------ STORED DATA ------

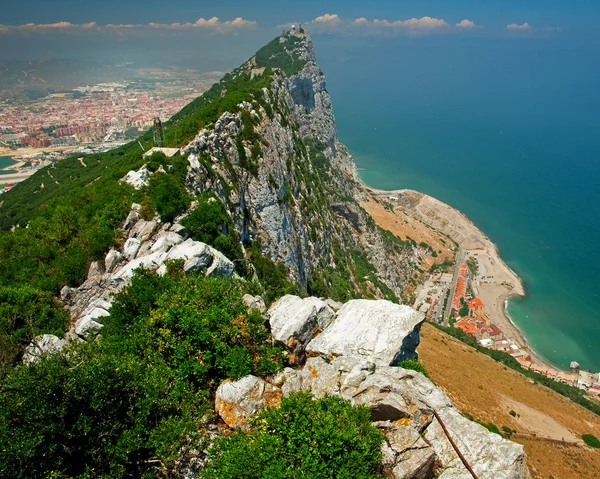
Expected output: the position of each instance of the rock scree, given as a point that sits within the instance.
(354, 356)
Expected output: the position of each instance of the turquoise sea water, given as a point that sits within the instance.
(510, 138)
(4, 162)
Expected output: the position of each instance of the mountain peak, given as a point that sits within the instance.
(289, 52)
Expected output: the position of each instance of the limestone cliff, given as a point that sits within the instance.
(272, 157)
(287, 181)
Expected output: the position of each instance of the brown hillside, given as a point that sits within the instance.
(489, 391)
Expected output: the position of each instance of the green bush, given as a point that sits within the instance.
(122, 406)
(491, 427)
(25, 313)
(591, 440)
(208, 222)
(305, 437)
(168, 196)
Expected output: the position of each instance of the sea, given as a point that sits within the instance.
(507, 130)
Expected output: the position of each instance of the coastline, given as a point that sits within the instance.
(495, 294)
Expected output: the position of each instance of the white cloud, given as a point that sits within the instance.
(327, 18)
(466, 24)
(514, 26)
(330, 23)
(212, 24)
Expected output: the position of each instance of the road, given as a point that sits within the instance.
(459, 259)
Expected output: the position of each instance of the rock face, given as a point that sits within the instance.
(379, 331)
(353, 359)
(299, 199)
(295, 321)
(237, 401)
(148, 245)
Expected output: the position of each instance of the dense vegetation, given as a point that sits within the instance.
(573, 393)
(123, 405)
(310, 438)
(128, 402)
(280, 53)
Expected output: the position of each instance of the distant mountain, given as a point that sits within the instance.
(135, 286)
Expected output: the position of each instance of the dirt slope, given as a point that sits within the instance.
(489, 391)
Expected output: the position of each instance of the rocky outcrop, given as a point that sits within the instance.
(295, 321)
(149, 245)
(298, 197)
(238, 401)
(379, 331)
(355, 361)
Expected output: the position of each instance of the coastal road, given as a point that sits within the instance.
(16, 177)
(459, 259)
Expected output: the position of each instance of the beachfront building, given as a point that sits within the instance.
(476, 308)
(587, 380)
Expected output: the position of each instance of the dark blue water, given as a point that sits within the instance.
(509, 133)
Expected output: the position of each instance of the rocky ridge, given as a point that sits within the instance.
(285, 202)
(417, 418)
(150, 245)
(297, 197)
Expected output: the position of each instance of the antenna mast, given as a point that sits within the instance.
(158, 132)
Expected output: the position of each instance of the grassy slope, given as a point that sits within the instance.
(480, 396)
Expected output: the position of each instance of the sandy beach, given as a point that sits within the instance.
(495, 282)
(16, 177)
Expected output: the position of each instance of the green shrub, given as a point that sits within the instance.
(305, 437)
(208, 222)
(25, 313)
(122, 406)
(491, 427)
(168, 197)
(591, 440)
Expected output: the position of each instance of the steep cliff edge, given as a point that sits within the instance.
(287, 181)
(263, 189)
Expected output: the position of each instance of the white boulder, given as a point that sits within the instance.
(295, 321)
(237, 401)
(131, 247)
(138, 179)
(45, 344)
(380, 331)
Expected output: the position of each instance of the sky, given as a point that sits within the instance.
(219, 35)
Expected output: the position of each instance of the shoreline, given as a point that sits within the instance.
(435, 213)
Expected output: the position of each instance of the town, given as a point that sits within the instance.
(461, 308)
(88, 119)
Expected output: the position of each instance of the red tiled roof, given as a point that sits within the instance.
(475, 303)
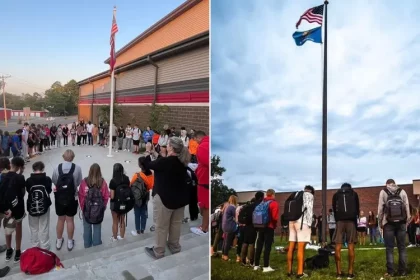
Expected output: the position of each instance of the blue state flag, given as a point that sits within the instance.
(314, 35)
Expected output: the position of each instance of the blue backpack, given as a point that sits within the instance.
(261, 215)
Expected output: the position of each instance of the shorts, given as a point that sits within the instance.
(345, 229)
(69, 210)
(250, 235)
(9, 224)
(203, 196)
(361, 229)
(299, 235)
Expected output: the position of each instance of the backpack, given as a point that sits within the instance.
(94, 208)
(37, 261)
(191, 178)
(245, 214)
(293, 207)
(395, 207)
(38, 201)
(345, 205)
(321, 260)
(140, 192)
(261, 215)
(65, 192)
(124, 199)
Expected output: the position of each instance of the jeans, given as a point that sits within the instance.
(140, 217)
(91, 234)
(265, 239)
(372, 233)
(392, 232)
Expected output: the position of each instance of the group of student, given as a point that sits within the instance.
(256, 221)
(170, 180)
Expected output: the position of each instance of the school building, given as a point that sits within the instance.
(167, 64)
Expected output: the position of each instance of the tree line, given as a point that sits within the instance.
(58, 99)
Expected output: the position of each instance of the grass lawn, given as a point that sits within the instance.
(369, 265)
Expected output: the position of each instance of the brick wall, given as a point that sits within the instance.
(192, 117)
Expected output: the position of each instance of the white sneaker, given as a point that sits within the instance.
(267, 269)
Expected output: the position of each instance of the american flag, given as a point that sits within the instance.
(114, 30)
(314, 14)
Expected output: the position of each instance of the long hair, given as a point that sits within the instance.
(183, 154)
(95, 176)
(143, 166)
(118, 173)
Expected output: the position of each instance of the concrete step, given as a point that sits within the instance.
(123, 256)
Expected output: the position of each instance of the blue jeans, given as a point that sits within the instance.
(91, 239)
(394, 232)
(140, 217)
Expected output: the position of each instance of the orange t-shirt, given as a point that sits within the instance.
(149, 180)
(193, 145)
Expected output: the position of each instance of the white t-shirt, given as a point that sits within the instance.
(90, 128)
(136, 134)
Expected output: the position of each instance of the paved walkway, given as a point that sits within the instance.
(85, 157)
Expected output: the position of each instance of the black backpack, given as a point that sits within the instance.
(38, 201)
(293, 207)
(191, 179)
(245, 214)
(395, 207)
(94, 208)
(140, 192)
(124, 199)
(65, 192)
(345, 205)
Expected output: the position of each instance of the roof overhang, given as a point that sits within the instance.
(165, 20)
(194, 42)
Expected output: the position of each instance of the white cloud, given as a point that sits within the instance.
(267, 94)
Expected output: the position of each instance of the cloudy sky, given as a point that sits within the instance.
(267, 94)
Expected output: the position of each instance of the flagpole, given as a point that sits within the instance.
(324, 128)
(111, 105)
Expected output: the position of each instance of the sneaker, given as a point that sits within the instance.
(9, 254)
(17, 256)
(198, 231)
(59, 243)
(268, 269)
(70, 244)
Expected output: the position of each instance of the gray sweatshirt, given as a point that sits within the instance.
(77, 175)
(383, 196)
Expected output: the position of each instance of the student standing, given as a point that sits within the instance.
(39, 188)
(66, 178)
(300, 229)
(13, 194)
(393, 214)
(266, 235)
(141, 184)
(93, 197)
(346, 209)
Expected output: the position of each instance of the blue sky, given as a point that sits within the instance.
(267, 94)
(49, 40)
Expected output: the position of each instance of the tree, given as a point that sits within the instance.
(219, 191)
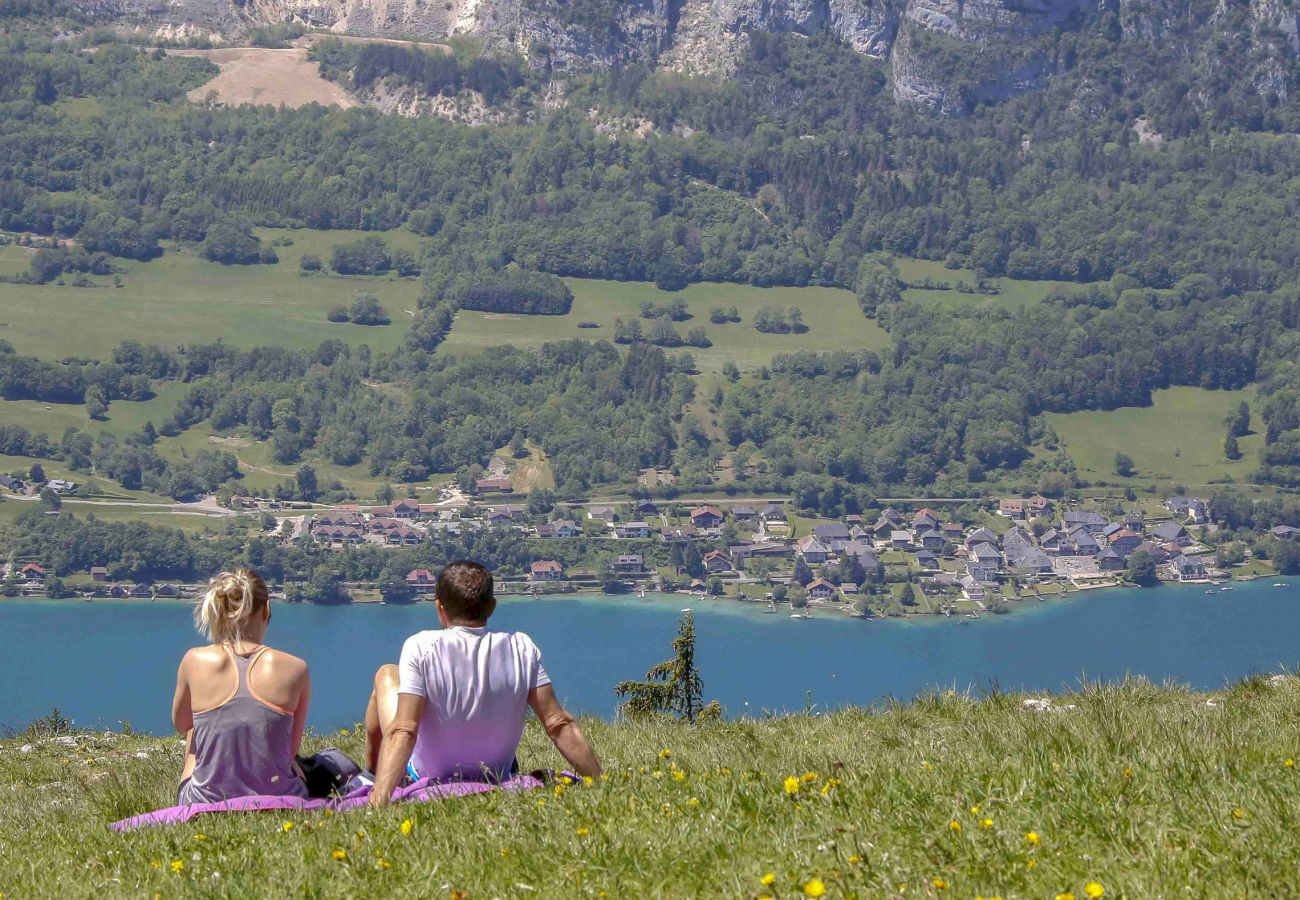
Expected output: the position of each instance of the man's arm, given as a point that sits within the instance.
(395, 751)
(563, 731)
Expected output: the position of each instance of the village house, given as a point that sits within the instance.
(813, 550)
(971, 588)
(1012, 509)
(629, 529)
(679, 533)
(1188, 569)
(1171, 532)
(546, 570)
(983, 562)
(494, 485)
(827, 533)
(706, 516)
(421, 578)
(820, 589)
(629, 563)
(606, 514)
(1110, 559)
(1125, 541)
(716, 562)
(559, 528)
(1191, 510)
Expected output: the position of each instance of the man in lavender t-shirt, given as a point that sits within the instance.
(454, 706)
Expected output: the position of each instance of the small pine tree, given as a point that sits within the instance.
(672, 687)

------

__TO BE DONE__: Extract, exactly, the lines above that begin at the line containing "Expected output: the position of each instance of the village" and end at the final line of the records; add no other text.

__ANSWER TO THIS TASK__:
Expected output: the position of each instance of the village house, given as a point that sits within the instance.
(813, 550)
(971, 588)
(1012, 509)
(629, 529)
(679, 533)
(1188, 569)
(1171, 532)
(546, 570)
(983, 562)
(494, 485)
(827, 533)
(706, 516)
(421, 578)
(820, 589)
(629, 563)
(606, 514)
(1110, 559)
(1125, 541)
(716, 562)
(559, 528)
(1191, 510)
Expected output: the position of each instance of the man in lavender t-shirt, given as a point that sits within the instance.
(454, 706)
Expected output: the position of each instance of the small pine tree, given as a point that sits within the instance.
(672, 687)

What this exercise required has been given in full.